Data entries
==================================================

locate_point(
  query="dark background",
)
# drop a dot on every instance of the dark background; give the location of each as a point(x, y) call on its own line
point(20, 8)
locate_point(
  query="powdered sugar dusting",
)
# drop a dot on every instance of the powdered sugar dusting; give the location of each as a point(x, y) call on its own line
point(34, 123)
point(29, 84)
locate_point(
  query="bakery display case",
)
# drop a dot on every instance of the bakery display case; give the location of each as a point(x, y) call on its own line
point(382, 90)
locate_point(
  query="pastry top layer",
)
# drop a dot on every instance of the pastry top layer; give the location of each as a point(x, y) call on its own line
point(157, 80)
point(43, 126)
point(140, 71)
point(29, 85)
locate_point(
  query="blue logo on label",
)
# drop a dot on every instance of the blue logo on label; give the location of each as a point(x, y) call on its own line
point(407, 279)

==================================================

● **What you will do**
Without changing anything, repeat every record above.

● **Finished task**
locate_point(
  query="dark background",
)
# drop a dot on every instance of the dark background; give the location of each as a point(x, y) call on its own line
point(20, 8)
locate_point(
  query="powdered sugar dusting",
)
# drop a dot on every instance of the powdered sugar dusting; give the location of each as a point(x, y) call on its own line
point(34, 123)
point(29, 84)
locate_point(
  query="bakery display case",
)
# drop a dot on every instance of the bakery display case; give the location of each as a point(x, y) call on its own line
point(382, 90)
locate_point(
  query="pastry top layer",
)
# drop a dot on every instance of the pastry top layer; give the location of each as a point(x, y) call on its own line
point(157, 80)
point(43, 126)
point(140, 71)
point(29, 85)
locate_point(
  query="blue logo on label",
)
# drop a dot on every instance of the blue logo on label; give the location of each as a point(x, y) call on its own line
point(407, 279)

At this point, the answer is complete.